Nordic Immunohistochemical Quality Control (NordiQC)

Immunohistochemical (IHC) assays are highly complex analyses increasingly used in diagnostic pathology to aid in the accurate identification and characterization of tissue and tumour types. Standardization of IHC staining reactions is vital for reliable and comparable results. This is emphasized by the increasing use of stand-alone IHC assays in the identification of prognostic and therapeutic markers in, e.g., breast cancer. Yet, staining quality varies greatly between laboratories compromising diagnostic reliability1-6. While internal quality control procedures are essential for IHC reproducibility in the individual laboratory, they will often not identify a poorly calibrated IHC system giving insufficient staining results.

The multiple parameters influencing the results of IHC can largely be ascribed to:
1. Pre-analytical parameters (tissue material, tissue handling before submission to the laboratory, tissue processing in the laboratory);
2. Analytical parameters (antigen retrieval procedure, primary Ab, visualization system, control selection, validation); and
3. Post-analytical parameters (interpretation, cut-off levels, reporting)4,5.

By circulating serial sections of multitissue blocks (TMAs) with well characterized routinely processed tissues to a number of laboratories to be stained for specific markers and assessing the stains in a standardized and objective way, variations in the pre- and post-analytical parameters influencing the results of IHC can be excluded, allowing a direct comparison of the laboratory performance as regards the analytical parameters potentially influencing the staining quality.

------------

• **EXERCISE**
What does the NordiQC passage say internal quality control procedures will often fail to identify? The rows are separate material and have no connection to the NordiQC passage.

------------

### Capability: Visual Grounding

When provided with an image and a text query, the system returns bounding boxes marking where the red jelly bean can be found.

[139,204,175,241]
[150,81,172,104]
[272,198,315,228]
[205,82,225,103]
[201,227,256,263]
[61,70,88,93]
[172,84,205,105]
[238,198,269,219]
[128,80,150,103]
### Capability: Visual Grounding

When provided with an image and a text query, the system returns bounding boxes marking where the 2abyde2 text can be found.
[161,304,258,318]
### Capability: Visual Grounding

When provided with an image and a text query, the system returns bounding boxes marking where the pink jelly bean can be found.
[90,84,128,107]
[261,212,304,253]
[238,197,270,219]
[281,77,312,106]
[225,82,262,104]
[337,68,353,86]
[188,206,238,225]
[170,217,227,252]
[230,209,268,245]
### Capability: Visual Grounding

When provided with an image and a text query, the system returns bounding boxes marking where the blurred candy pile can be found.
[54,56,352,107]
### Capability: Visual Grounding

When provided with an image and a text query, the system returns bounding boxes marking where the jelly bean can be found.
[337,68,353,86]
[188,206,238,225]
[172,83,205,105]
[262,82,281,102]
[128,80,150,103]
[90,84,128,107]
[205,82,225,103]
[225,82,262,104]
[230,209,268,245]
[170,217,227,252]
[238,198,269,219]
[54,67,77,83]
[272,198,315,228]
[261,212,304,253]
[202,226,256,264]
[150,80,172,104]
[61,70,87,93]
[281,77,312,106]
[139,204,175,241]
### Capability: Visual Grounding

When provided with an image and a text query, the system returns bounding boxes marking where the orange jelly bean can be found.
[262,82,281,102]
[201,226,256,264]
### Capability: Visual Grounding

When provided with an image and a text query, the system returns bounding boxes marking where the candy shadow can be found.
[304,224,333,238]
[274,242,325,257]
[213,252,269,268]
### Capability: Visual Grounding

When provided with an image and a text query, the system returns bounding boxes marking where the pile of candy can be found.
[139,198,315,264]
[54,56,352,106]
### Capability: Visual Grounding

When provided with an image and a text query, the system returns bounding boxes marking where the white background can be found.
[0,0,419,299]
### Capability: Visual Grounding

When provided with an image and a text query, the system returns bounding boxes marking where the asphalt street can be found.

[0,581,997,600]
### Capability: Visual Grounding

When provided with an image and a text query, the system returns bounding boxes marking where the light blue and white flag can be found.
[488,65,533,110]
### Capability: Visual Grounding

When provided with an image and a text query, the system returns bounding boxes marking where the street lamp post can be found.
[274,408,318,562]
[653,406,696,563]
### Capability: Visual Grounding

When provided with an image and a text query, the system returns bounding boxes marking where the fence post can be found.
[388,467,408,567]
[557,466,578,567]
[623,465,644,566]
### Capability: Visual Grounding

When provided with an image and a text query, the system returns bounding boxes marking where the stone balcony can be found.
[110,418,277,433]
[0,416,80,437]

------------

• **RESULT OF THIS EXERCISE**
A poorly calibrated IHC system giving insufficient staining results.